■ **Data lines**
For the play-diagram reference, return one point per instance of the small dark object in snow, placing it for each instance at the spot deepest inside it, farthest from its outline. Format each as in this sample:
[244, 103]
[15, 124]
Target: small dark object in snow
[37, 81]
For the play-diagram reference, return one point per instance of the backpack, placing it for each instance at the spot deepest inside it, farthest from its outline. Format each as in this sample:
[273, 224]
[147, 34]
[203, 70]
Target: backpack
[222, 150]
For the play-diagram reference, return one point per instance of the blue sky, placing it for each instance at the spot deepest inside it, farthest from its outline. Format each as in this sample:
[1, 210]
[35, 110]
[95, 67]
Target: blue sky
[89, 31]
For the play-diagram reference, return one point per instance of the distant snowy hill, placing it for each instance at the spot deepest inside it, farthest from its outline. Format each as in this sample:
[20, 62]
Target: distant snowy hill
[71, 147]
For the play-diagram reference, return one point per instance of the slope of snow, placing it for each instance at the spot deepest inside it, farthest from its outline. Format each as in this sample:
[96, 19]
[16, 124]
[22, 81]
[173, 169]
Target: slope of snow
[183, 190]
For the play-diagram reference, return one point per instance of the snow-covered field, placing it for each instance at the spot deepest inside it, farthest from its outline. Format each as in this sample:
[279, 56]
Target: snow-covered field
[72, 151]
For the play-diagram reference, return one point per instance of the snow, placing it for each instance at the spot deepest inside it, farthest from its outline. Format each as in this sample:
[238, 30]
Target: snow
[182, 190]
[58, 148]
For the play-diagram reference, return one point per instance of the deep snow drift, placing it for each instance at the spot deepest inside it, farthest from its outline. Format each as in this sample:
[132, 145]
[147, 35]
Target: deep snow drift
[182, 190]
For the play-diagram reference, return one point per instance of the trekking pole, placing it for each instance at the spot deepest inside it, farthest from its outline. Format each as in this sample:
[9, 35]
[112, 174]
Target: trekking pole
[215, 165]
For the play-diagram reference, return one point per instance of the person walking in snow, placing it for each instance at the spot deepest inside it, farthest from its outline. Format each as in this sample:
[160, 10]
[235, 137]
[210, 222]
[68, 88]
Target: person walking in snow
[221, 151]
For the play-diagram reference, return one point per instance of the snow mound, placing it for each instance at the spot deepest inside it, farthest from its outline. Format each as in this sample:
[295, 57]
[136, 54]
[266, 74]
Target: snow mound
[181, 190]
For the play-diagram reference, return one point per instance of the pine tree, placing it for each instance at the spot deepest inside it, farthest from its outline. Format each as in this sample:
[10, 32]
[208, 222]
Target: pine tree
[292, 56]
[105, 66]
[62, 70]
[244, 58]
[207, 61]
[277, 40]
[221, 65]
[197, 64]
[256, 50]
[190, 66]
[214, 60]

■ **What is needed**
Reproduce all of the records above verbatim, line for line, with no alterations.

■ **Written answer**
For the play-diagram reference, return one point per instance of the small dark object in snow, placing it for each instance at the spot deepest inside it, farthest from its outline. Format each as in this sample:
[244, 103]
[15, 124]
Target: small dark object in snow
[37, 81]
For the play-diagram reference, return one point per instance of the backpack, placing it for each instance at the spot deepest inside it, farthest from its outline. Format each as in this sample:
[273, 224]
[147, 34]
[203, 70]
Target: backpack
[222, 150]
For the play-diagram reference, return one point per instance of the blue sky, placing it for each instance at the spot deepest inside it, farthest from its outline. Format each as in this sample:
[1, 210]
[35, 110]
[95, 67]
Target: blue sky
[89, 31]
For the play-diagram reference, return one point per instance of the distant snowy hill, placing it for each instance at the spot deepest inside it, farthest from its outline. Format each as in this sample:
[20, 62]
Target: distant snowy hill
[71, 147]
For the play-diagram reference, return one point per instance of the slope of snow, placing it for each instance at the spot deepest inside it, farthest from its outline. Format each as in this sample:
[96, 19]
[16, 124]
[22, 81]
[173, 169]
Target: slope of snow
[183, 190]
For the play-diagram reference, return one point per instance of the snow-covered field, placing it for each instance at the spot deepest inside it, farthest from its outline. Format each as in this sample:
[279, 56]
Target: snow-covered field
[72, 151]
For the play-diagram reference, return one point per instance of the snow, placing it for each instance at the spot deepest inside it, farthest from its outline. Format each as in this sample:
[238, 30]
Target: snow
[182, 190]
[58, 148]
For the play-diagram reference, return one point per instance of the deep snow drift, placing it for each instance at the spot deepest inside it, farthest from its outline. Format each as in this sample:
[132, 145]
[147, 35]
Target: deep snow drift
[182, 190]
For the play-diagram reference, return one point per instance of the trekking pole, placing it for each instance at the spot deepest inside it, farthest from its outline. Format each as in this sample:
[9, 35]
[112, 174]
Target: trekking pole
[215, 165]
For the play-diagram reference, return one point per instance of the person walking in snow, placing it for each instance at the spot deepest inside it, farthest from its outline. Format each as in this sample:
[160, 10]
[235, 137]
[210, 222]
[68, 88]
Target: person walking in snow
[221, 151]
For the play-diagram reference, return one point per instance of the snow mound, placing it for each instance at the spot deepest inside it, farthest from its outline. Format each as in this sample:
[295, 57]
[136, 54]
[266, 74]
Target: snow mound
[181, 190]
For the play-diagram reference, return one point per instance of the pine tree, placing it for each instance at the spot deepest inside it, farthest from its outline. Format each as in this sample:
[10, 32]
[208, 222]
Target: pine tree
[292, 56]
[105, 66]
[62, 70]
[244, 58]
[207, 61]
[277, 40]
[221, 65]
[197, 64]
[256, 50]
[190, 66]
[214, 60]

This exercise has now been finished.